Written instruction
Show every line of the data that contains the word "stone". Case counts.

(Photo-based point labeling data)
----
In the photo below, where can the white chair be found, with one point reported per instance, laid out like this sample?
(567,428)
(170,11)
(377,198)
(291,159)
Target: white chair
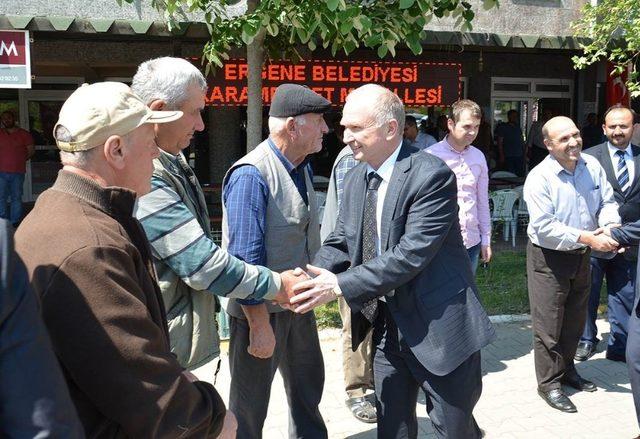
(505,210)
(503,174)
(321,199)
(521,213)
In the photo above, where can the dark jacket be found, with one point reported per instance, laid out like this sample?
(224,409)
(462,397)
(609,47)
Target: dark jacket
(34,400)
(435,303)
(629,203)
(90,263)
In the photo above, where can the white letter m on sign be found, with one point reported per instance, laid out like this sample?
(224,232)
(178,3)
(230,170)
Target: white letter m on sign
(9,50)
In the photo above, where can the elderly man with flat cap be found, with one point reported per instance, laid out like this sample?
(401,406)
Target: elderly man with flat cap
(90,262)
(270,218)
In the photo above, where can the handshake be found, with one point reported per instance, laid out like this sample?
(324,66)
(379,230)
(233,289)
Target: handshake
(601,240)
(300,292)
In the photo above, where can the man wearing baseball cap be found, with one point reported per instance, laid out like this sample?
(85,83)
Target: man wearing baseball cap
(270,218)
(90,263)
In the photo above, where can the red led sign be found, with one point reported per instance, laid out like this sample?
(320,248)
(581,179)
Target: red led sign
(417,83)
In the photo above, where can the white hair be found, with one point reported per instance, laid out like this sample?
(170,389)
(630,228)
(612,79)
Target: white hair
(79,159)
(167,79)
(386,105)
(277,124)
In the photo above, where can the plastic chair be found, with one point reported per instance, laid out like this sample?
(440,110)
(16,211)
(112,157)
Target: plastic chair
(321,199)
(505,211)
(521,211)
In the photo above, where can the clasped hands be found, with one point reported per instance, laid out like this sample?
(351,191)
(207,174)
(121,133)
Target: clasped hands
(301,291)
(601,240)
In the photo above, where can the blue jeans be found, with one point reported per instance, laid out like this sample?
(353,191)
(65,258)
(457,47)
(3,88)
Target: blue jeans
(11,187)
(474,255)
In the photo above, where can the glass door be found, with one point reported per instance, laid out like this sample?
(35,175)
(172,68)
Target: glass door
(39,115)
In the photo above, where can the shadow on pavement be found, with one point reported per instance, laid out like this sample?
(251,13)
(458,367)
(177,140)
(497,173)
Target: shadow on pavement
(514,340)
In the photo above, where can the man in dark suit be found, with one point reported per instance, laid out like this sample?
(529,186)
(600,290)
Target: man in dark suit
(410,275)
(629,234)
(621,162)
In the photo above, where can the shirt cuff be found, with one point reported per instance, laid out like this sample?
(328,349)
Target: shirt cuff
(572,235)
(274,287)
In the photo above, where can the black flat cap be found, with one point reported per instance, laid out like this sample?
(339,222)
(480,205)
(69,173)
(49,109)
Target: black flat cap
(292,100)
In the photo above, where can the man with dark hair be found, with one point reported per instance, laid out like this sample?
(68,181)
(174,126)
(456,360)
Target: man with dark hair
(618,157)
(568,197)
(16,147)
(472,178)
(403,269)
(34,400)
(90,263)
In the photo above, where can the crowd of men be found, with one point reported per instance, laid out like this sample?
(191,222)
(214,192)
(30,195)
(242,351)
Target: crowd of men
(120,255)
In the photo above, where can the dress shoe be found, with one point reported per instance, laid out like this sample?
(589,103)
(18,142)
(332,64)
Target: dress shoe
(579,383)
(615,357)
(558,400)
(585,350)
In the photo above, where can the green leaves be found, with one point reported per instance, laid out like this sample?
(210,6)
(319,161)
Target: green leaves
(338,25)
(610,30)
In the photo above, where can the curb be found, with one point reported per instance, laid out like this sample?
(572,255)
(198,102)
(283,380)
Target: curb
(510,318)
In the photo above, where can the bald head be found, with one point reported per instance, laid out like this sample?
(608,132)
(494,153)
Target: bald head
(554,124)
(562,139)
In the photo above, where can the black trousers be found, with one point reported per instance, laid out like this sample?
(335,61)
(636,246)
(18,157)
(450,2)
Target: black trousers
(399,376)
(633,359)
(559,284)
(298,356)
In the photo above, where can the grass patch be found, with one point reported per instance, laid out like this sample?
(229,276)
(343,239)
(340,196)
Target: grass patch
(328,315)
(503,283)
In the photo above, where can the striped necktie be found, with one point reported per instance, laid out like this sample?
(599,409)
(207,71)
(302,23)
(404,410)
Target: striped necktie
(622,172)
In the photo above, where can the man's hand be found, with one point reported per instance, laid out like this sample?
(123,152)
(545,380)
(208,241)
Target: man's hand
(315,292)
(262,341)
(485,253)
(599,242)
(289,279)
(229,426)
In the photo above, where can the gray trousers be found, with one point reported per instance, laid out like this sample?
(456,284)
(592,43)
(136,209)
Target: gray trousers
(558,284)
(298,357)
(357,366)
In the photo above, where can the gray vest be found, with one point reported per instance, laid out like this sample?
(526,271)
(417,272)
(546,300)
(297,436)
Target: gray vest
(292,229)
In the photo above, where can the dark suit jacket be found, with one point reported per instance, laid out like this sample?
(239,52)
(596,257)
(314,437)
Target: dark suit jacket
(630,203)
(34,400)
(424,262)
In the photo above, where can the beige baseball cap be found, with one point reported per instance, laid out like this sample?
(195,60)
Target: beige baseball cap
(95,112)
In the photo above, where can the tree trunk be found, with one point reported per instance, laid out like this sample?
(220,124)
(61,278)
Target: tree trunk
(255,59)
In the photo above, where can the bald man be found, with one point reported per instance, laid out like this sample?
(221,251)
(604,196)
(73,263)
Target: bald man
(568,197)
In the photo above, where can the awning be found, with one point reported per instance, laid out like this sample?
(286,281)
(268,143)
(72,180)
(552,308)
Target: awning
(199,30)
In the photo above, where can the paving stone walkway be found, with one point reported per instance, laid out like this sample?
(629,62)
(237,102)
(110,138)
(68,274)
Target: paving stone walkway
(509,406)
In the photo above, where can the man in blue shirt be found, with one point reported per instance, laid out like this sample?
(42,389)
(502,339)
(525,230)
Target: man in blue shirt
(270,217)
(568,197)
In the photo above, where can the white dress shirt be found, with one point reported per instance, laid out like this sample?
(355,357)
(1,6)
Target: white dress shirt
(628,158)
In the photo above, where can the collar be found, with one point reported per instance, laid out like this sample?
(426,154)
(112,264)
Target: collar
(613,150)
(448,145)
(115,201)
(386,169)
(557,168)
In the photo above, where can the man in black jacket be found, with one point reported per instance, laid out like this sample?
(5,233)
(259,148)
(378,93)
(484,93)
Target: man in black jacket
(34,400)
(621,162)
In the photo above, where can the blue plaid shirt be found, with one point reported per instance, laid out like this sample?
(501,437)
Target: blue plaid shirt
(245,197)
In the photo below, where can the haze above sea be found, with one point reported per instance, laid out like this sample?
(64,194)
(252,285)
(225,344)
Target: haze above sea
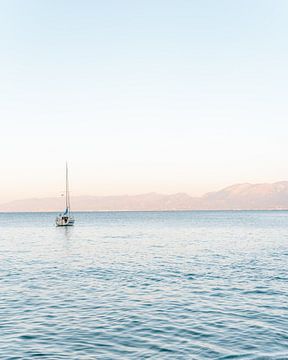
(145,285)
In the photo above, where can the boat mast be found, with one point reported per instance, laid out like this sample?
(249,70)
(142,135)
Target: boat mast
(67,190)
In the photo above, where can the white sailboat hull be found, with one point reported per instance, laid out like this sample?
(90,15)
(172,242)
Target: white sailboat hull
(64,220)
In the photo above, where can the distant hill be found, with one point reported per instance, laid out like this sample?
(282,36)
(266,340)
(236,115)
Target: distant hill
(237,197)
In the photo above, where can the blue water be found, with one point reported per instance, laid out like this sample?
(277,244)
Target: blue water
(144,285)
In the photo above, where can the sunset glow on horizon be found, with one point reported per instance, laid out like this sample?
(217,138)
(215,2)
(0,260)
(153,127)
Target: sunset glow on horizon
(188,98)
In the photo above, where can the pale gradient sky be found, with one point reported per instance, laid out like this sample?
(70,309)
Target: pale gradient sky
(140,96)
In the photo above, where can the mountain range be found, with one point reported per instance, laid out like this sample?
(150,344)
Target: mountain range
(237,197)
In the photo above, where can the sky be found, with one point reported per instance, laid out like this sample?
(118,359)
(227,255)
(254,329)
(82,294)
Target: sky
(142,96)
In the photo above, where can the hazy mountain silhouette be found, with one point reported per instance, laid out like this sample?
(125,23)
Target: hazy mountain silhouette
(236,197)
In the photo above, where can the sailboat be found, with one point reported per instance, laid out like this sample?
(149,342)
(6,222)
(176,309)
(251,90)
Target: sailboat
(66,218)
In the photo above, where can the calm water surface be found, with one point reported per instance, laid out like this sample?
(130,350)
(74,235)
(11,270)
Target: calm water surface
(153,285)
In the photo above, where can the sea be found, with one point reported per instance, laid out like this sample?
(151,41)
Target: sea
(144,285)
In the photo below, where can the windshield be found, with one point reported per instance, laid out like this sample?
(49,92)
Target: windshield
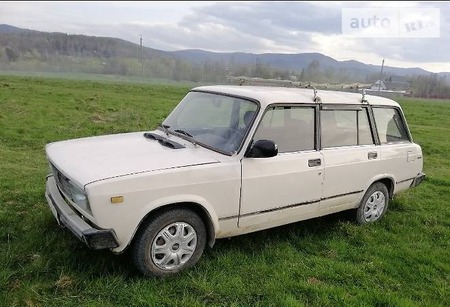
(213,120)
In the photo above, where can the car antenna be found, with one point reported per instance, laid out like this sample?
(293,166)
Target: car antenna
(316,98)
(363,99)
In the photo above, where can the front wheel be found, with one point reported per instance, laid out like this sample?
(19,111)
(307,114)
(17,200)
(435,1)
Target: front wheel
(373,205)
(169,242)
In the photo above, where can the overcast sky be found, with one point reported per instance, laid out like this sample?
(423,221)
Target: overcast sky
(362,31)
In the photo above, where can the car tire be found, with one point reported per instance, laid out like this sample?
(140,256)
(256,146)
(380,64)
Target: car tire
(169,242)
(373,205)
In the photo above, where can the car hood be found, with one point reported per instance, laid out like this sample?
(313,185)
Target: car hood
(92,159)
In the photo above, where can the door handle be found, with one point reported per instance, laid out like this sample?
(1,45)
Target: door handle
(314,162)
(372,155)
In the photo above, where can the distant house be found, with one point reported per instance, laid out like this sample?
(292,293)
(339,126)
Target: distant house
(377,86)
(393,86)
(393,83)
(397,83)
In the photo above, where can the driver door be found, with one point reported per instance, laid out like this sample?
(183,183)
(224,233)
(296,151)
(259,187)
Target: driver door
(287,187)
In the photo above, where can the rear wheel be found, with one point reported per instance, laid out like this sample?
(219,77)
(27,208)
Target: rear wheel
(373,205)
(170,242)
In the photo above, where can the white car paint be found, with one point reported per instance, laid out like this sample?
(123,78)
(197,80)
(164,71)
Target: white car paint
(239,194)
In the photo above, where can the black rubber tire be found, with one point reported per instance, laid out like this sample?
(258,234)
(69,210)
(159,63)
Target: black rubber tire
(150,230)
(376,195)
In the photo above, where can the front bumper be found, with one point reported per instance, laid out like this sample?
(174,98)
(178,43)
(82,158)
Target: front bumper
(93,237)
(418,180)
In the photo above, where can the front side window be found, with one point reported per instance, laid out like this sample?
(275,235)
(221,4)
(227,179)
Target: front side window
(345,128)
(391,128)
(216,121)
(291,128)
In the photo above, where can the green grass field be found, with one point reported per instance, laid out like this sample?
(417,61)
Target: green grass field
(404,260)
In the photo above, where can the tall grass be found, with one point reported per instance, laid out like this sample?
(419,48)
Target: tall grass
(401,261)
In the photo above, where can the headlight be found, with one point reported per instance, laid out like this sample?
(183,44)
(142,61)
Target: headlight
(80,198)
(72,192)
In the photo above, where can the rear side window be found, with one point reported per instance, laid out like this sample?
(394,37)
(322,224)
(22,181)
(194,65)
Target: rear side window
(345,128)
(391,128)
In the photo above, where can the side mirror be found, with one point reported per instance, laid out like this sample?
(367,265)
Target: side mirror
(262,149)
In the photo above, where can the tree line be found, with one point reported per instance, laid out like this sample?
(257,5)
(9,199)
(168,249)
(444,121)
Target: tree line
(60,52)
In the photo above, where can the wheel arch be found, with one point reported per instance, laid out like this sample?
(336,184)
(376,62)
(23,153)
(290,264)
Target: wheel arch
(193,206)
(388,181)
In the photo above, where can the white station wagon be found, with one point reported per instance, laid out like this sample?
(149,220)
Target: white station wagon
(230,160)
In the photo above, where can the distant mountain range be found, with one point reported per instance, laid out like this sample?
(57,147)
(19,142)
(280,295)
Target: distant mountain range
(295,62)
(89,45)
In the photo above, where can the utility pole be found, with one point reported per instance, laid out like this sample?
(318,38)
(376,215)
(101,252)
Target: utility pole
(381,74)
(142,58)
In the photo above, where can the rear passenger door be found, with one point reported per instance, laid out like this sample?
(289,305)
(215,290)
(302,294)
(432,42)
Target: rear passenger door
(351,158)
(287,187)
(399,155)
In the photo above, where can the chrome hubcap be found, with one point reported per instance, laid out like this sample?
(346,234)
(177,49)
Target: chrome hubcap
(374,206)
(174,246)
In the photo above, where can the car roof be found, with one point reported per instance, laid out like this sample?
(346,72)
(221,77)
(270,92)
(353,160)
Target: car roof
(270,94)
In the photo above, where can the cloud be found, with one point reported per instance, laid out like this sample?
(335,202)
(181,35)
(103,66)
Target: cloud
(258,27)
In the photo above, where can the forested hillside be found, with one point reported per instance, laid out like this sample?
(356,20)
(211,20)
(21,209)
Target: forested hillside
(29,50)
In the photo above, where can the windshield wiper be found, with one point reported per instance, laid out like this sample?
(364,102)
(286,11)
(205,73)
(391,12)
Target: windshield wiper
(190,136)
(165,128)
(184,132)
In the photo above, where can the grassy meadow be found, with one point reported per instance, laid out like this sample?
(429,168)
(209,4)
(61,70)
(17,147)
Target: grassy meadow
(404,260)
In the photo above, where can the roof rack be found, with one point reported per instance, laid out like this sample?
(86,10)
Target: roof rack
(316,98)
(363,99)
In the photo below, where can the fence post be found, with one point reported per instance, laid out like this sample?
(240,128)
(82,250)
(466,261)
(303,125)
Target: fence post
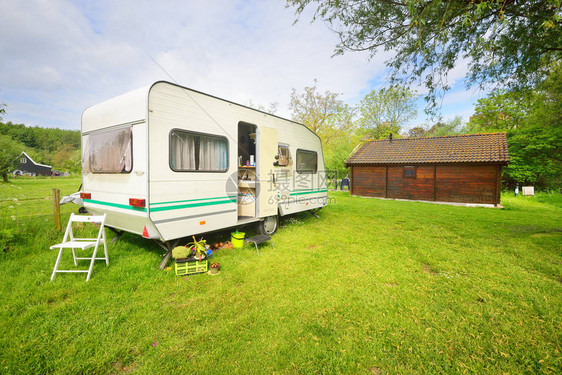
(56,209)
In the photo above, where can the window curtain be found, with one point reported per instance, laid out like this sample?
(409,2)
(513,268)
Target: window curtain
(183,152)
(108,152)
(212,154)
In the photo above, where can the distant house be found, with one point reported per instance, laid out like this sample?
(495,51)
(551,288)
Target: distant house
(461,168)
(26,165)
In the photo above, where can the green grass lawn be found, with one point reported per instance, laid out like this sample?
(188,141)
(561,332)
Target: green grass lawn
(373,286)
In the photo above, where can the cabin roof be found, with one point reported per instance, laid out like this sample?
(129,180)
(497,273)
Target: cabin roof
(29,157)
(467,148)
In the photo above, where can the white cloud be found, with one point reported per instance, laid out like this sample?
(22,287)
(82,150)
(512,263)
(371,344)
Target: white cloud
(61,56)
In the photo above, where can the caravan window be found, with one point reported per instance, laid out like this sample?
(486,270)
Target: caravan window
(284,155)
(307,161)
(109,151)
(196,152)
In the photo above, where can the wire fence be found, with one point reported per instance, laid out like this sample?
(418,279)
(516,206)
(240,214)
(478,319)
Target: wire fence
(23,213)
(28,204)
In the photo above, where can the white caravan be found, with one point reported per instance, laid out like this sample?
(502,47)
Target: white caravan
(167,162)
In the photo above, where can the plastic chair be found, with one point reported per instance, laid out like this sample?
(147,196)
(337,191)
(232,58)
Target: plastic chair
(260,238)
(71,242)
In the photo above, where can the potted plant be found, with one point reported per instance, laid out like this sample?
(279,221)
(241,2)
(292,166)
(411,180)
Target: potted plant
(215,268)
(180,254)
(198,248)
(191,258)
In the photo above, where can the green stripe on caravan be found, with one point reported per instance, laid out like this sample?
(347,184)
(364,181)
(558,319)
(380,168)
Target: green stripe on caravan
(212,201)
(308,191)
(124,206)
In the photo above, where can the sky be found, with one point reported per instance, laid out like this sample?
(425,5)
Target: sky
(60,57)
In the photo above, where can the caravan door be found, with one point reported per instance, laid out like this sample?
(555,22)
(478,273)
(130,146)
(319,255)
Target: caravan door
(265,171)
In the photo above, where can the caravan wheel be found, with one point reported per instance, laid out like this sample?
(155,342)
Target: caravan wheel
(268,225)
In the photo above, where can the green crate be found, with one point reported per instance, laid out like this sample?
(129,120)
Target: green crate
(191,268)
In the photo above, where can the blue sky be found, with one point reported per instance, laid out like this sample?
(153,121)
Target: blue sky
(59,57)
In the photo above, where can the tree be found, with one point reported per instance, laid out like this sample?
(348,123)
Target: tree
(508,42)
(450,127)
(271,109)
(9,151)
(385,111)
(534,133)
(500,110)
(324,114)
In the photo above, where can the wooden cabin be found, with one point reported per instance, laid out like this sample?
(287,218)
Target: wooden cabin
(26,165)
(459,168)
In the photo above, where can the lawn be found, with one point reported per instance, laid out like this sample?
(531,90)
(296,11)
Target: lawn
(373,286)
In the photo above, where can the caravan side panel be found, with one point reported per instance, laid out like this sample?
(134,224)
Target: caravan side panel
(183,203)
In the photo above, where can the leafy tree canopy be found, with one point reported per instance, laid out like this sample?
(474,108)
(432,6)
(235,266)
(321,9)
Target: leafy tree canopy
(325,114)
(508,42)
(385,111)
(533,121)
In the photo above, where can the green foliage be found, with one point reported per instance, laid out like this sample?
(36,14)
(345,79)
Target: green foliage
(8,237)
(500,111)
(511,43)
(451,127)
(418,288)
(9,151)
(324,114)
(197,247)
(385,111)
(533,121)
(180,252)
(57,147)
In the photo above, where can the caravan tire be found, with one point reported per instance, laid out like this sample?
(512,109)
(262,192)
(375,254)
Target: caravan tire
(268,225)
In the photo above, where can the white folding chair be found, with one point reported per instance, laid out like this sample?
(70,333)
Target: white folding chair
(71,242)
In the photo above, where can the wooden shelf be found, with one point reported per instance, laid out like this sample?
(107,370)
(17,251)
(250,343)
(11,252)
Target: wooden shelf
(246,184)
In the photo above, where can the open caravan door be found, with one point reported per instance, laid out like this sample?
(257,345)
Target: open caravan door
(265,172)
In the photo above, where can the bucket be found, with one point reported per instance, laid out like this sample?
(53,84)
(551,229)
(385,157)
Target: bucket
(237,239)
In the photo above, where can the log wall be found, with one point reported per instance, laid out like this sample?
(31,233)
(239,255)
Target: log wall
(464,183)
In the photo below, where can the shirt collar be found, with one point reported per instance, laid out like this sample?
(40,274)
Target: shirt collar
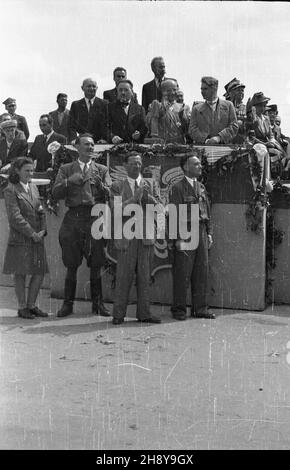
----
Reply
In the photo above, where can the paving stone walkway be found, with one point reported per instance, laid out like this sample?
Target: paving stone walkway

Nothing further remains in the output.